PAGE EXCERPT Block Start

Inhaled corticosteroid use is associated with increased rates of pneumonia in COPD patients. The underlying mechanism is unknown, although recent data suggest that pneumonia is more frequent in patients treated with fluticasone propionate (FP) than budesonide. Macrophages and neutrophils from COPD patients are deficient in clearing bacteria, and this might explain increased bacterial colonization in COPD. Inhaled corticosteroid may further suppress this response; therefore, we examined the effect of FP and budesonide on phagocytosis of common respiratory pathogens by monocyte-derived macrophages (MDMs) and neutrophils.
MDMs from COPD patients (n=20–24) were preincubated with FP or budesonide for 1 or 18 hours, after which phagocytosis of fluorescently labeled inert beads or heat-killed Haemophilus influenzae/ Streptococcus pneumoniae were measured fluorimetrically after 1 or 4 hours. Additionally, CXCL8, IL6, and TNFα concentrations in supernatants by ELISA, MDM-scavenger-receptor expression by flow cytometry, and MDM ability to kill bacteria were measured. Neutrophils from COPD patients (n=8) were preincubated with corticosteroids for 1 hour and bacteria phagocytosis measured by flow cytometry.

PAGE EXCERPT Block End

**PROBLEM 1**
In the COPD abstract, how many COPD patients provided the neutrophils that were studied?
**PROBLEM 2**
Print the stretch of the COPD abstract from "Inhaled corticosteroid use" through "(MDMs) and neutrophils.".
**PROBLEM 3**
Write what comes next in the COPD abstract, picking up after its last sentence.
The data comes from a separate source, unrelated to the COPD abstract.

DATA FOR ANALYSIS Block Start

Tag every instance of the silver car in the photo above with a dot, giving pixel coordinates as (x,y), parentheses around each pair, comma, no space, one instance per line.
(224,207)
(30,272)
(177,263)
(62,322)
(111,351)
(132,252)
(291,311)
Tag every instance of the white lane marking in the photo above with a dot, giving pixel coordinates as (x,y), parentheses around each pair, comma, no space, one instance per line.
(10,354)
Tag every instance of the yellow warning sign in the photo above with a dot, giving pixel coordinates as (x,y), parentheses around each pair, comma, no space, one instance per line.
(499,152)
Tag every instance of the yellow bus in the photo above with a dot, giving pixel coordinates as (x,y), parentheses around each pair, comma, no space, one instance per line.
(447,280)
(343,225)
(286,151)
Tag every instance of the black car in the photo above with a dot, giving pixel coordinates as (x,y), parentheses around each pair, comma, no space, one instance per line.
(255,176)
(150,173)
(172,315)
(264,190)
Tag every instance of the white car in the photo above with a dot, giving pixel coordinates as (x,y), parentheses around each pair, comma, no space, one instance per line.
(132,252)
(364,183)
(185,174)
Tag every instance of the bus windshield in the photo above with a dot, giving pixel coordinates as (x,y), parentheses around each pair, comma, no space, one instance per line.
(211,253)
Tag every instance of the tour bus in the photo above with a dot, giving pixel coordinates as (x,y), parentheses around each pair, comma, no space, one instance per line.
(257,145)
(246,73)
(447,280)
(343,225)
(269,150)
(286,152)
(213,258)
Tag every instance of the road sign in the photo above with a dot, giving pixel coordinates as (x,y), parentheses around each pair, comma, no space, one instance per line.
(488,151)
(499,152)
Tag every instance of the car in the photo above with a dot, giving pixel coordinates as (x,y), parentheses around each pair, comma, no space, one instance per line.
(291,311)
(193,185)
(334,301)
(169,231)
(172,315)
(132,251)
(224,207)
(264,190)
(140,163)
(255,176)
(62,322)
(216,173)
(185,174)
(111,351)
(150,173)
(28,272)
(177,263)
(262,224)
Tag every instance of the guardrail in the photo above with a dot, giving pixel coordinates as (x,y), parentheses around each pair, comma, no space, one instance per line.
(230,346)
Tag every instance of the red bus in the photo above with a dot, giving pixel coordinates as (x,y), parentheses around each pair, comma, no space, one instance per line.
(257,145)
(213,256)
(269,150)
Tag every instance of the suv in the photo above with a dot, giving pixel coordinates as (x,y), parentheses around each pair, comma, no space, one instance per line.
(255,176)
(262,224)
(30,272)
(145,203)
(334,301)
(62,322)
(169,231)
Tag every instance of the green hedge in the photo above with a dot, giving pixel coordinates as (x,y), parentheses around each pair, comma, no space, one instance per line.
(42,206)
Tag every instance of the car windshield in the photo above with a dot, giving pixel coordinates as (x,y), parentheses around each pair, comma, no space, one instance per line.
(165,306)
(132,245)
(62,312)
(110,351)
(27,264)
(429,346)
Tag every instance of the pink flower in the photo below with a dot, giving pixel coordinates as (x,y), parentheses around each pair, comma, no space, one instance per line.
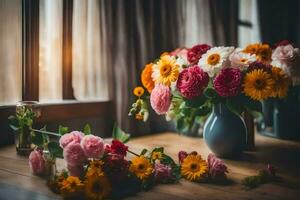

DATA FOR ANALYSIS Block End

**EXERCISE ANSWER 1**
Eight patients (n=8).

**EXERCISE ANSWER 2**
Inhaled corticosteroid use is associated with increased rates of pneumonia in COPD patients. The underlying mechanism is unknown, although recent data suggest that pneumonia is more frequent in patients treated with fluticasone propionate (FP) than budesonide. Macrophages and neutrophils from COPD patients are deficient in clearing bacteria, and this might explain increased bacterial colonization in COPD. Inhaled corticosteroid may further suppress this response; therefore, we examined the effect of FP and budesonide on phagocytosis of common respiratory pathogens by monocyte-derived macrophages (MDMs) and neutrophils.

**EXERCISE ANSWER 3**
After 1 hour’s preincubation, neither corticosteroid altered MDM phagocytosis of beads or H. influenzae; however, budesonide (10 −7 M) increased S. pneumoniae phagocytosis by 23% ( P<0.05). After 18 hours’ preincubation, neither corticosteroid altered MDM phagocytosis of any prey, although H. influenzae phagocytosis by budesonide was significantly greater compared to FP at 10 −6 and 10 −5 M ( P<0.05). The 1-hour preincubation with either corticosteroid inhibited bacteria-induced CXCL8 release (at 10 −7 and 10 −5 M, P<0.05); however, this effect was lost at 18-hour preincubation. There was no change in receptor expression, bacterial killing, or neutrophil phagocytosis by either corticosteroid.